▸ **To do**:
Gather every line in the entries below that contains the word "leaf", copying each line in full. Case counts.

▸ **The data**:

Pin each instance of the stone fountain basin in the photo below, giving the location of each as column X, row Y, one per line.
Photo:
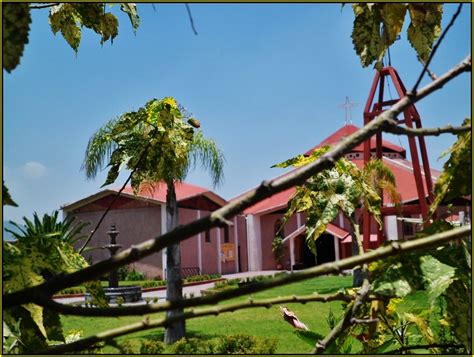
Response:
column 132, row 293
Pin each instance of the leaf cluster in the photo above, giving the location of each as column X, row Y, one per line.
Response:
column 68, row 18
column 155, row 142
column 378, row 25
column 43, row 249
column 455, row 180
column 342, row 188
column 16, row 20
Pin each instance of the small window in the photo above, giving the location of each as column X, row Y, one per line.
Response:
column 278, row 228
column 408, row 229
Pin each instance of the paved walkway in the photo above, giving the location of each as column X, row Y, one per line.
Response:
column 194, row 290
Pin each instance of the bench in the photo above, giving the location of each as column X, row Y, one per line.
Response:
column 186, row 272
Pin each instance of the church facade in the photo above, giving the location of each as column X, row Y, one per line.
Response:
column 247, row 244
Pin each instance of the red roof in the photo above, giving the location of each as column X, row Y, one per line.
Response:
column 336, row 231
column 349, row 129
column 404, row 178
column 401, row 168
column 158, row 192
column 185, row 193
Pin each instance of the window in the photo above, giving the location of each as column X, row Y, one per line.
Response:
column 278, row 228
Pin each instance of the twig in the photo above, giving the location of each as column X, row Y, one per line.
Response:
column 363, row 321
column 435, row 47
column 44, row 6
column 216, row 310
column 415, row 347
column 265, row 190
column 351, row 310
column 142, row 155
column 399, row 130
column 35, row 295
column 157, row 307
column 432, row 75
column 191, row 19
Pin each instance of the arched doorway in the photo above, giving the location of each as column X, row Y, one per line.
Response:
column 325, row 249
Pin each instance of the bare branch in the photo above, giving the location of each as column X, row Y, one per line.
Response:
column 157, row 307
column 191, row 19
column 416, row 347
column 215, row 310
column 328, row 268
column 435, row 47
column 363, row 321
column 44, row 6
column 400, row 130
column 432, row 75
column 265, row 190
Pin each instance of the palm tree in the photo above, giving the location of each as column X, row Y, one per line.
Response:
column 157, row 145
column 67, row 230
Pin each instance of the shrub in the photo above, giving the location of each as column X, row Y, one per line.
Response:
column 152, row 347
column 122, row 272
column 246, row 344
column 134, row 276
column 126, row 348
column 193, row 346
column 232, row 344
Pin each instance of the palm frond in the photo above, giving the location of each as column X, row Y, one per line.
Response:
column 48, row 226
column 205, row 152
column 99, row 149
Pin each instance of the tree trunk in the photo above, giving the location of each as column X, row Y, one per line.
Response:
column 174, row 283
column 357, row 274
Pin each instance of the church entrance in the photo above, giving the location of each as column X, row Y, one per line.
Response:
column 324, row 249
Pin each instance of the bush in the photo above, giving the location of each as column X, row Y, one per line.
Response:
column 152, row 347
column 134, row 276
column 126, row 348
column 246, row 344
column 204, row 277
column 232, row 344
column 193, row 346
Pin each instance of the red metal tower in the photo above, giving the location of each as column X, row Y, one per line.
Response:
column 411, row 118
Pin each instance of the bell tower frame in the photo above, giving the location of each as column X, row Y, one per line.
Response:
column 417, row 146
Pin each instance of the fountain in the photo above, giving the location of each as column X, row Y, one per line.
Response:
column 114, row 292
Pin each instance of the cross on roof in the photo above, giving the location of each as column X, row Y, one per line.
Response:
column 347, row 106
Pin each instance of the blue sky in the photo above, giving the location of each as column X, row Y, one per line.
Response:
column 265, row 80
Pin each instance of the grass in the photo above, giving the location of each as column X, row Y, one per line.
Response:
column 257, row 321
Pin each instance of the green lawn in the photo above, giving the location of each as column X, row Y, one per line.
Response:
column 257, row 321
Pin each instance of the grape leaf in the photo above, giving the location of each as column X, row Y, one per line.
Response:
column 16, row 20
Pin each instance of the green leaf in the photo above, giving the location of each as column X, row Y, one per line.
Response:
column 53, row 326
column 6, row 198
column 455, row 181
column 37, row 316
column 309, row 337
column 131, row 10
column 437, row 276
column 16, row 20
column 366, row 33
column 425, row 27
column 458, row 312
column 62, row 18
column 108, row 27
column 393, row 16
column 112, row 175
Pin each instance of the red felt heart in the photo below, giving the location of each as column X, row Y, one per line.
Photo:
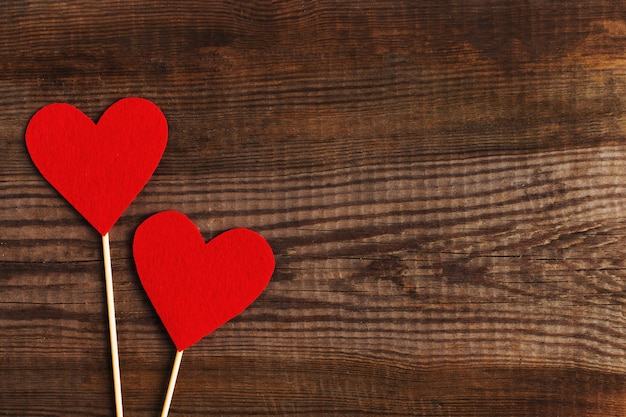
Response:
column 197, row 287
column 99, row 168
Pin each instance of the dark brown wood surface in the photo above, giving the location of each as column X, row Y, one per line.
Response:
column 443, row 184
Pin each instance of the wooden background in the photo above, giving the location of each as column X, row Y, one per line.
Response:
column 443, row 184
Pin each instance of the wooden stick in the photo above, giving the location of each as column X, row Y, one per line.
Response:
column 170, row 386
column 108, row 279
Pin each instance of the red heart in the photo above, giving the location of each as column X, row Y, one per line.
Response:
column 197, row 287
column 99, row 168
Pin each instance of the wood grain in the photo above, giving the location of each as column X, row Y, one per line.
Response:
column 442, row 184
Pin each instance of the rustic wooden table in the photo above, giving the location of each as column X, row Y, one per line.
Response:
column 443, row 184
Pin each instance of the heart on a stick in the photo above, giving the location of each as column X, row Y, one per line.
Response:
column 194, row 286
column 98, row 168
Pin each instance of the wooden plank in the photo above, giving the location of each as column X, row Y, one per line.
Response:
column 442, row 184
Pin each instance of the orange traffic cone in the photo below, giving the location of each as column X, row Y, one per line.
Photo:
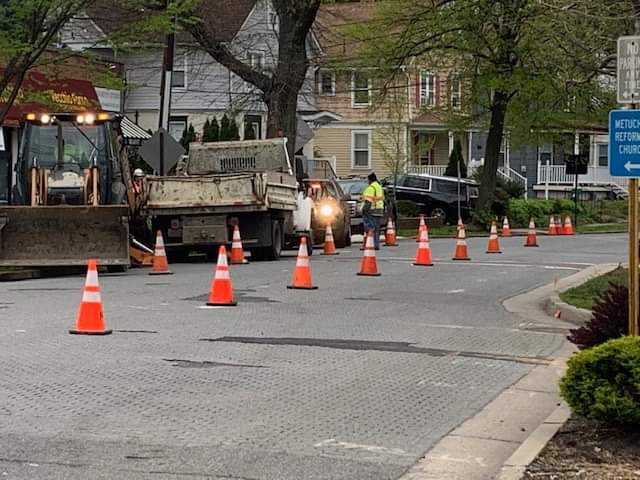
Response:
column 390, row 235
column 568, row 227
column 221, row 293
column 494, row 244
column 369, row 265
column 423, row 255
column 506, row 229
column 90, row 319
column 532, row 240
column 302, row 272
column 421, row 227
column 553, row 228
column 329, row 244
column 237, row 252
column 461, row 252
column 159, row 265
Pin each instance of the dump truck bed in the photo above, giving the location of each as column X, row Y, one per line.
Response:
column 219, row 193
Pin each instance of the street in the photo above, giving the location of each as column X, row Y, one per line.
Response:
column 355, row 380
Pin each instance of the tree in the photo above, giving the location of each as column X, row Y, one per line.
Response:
column 27, row 29
column 280, row 85
column 528, row 65
column 456, row 159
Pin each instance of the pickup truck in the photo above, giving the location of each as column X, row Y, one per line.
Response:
column 221, row 184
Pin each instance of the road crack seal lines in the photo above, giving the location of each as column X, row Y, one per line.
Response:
column 379, row 346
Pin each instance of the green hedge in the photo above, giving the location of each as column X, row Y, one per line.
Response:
column 603, row 383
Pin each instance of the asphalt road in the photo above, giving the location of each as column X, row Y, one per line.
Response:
column 356, row 380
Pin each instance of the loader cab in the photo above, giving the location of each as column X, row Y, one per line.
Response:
column 65, row 159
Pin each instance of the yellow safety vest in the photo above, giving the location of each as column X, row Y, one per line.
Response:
column 375, row 194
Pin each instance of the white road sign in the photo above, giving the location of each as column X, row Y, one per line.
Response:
column 629, row 69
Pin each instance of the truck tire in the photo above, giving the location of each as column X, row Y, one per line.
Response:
column 272, row 252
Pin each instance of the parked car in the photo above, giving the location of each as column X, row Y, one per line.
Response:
column 436, row 196
column 330, row 207
column 353, row 188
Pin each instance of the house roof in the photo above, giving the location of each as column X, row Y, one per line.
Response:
column 223, row 18
column 332, row 21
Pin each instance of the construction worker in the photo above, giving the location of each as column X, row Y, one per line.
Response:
column 373, row 207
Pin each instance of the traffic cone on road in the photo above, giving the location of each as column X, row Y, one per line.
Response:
column 553, row 228
column 329, row 244
column 421, row 227
column 568, row 227
column 369, row 265
column 160, row 265
column 494, row 244
column 390, row 235
column 237, row 252
column 532, row 240
column 302, row 272
column 461, row 252
column 423, row 255
column 506, row 229
column 90, row 319
column 221, row 292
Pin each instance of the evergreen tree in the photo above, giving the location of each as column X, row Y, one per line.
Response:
column 454, row 159
column 249, row 132
column 234, row 132
column 225, row 134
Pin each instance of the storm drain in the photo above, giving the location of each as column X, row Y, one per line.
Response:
column 205, row 364
column 369, row 345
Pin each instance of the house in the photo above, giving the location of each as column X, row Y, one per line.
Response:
column 201, row 87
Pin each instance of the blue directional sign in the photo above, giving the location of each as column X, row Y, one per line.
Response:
column 624, row 143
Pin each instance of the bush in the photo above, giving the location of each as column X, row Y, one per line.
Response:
column 407, row 208
column 610, row 319
column 603, row 383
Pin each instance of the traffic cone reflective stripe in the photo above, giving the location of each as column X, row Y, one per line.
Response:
column 390, row 235
column 221, row 292
column 461, row 252
column 494, row 244
column 369, row 264
column 159, row 265
column 329, row 244
column 506, row 229
column 532, row 240
column 302, row 272
column 423, row 255
column 90, row 319
column 568, row 227
column 237, row 252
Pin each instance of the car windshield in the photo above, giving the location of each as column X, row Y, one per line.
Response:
column 78, row 149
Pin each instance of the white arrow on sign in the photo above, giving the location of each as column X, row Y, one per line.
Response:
column 631, row 166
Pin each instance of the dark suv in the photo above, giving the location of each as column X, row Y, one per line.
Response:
column 436, row 196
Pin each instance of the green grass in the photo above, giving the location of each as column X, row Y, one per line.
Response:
column 583, row 296
column 603, row 228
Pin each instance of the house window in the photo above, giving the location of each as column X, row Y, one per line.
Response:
column 456, row 93
column 603, row 155
column 326, row 83
column 361, row 86
column 427, row 89
column 361, row 149
column 177, row 126
column 179, row 74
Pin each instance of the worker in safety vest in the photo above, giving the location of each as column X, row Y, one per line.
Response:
column 373, row 208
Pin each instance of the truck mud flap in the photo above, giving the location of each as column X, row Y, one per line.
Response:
column 63, row 235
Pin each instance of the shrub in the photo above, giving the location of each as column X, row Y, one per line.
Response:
column 407, row 208
column 610, row 319
column 603, row 383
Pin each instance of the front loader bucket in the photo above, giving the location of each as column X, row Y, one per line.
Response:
column 63, row 235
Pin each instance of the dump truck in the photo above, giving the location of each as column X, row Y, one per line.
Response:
column 68, row 200
column 219, row 185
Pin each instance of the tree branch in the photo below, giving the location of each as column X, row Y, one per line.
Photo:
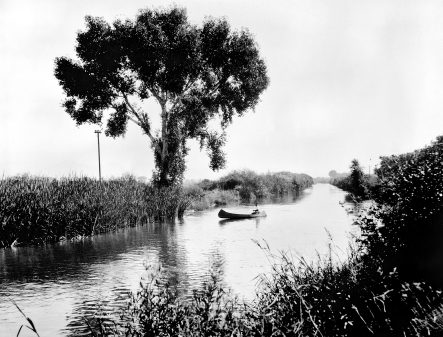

▸ **Task result**:
Pin each instance of the leaf cluster in the photo above, giving the location of each as column X, row Y, one per line.
Pin each instance of the grape leaf in the photo above, giving the location of each as column X, row Y, one per line.
Pin each instance of the green leaf in the photo above, giving the location of each as column X, row Y, one per line.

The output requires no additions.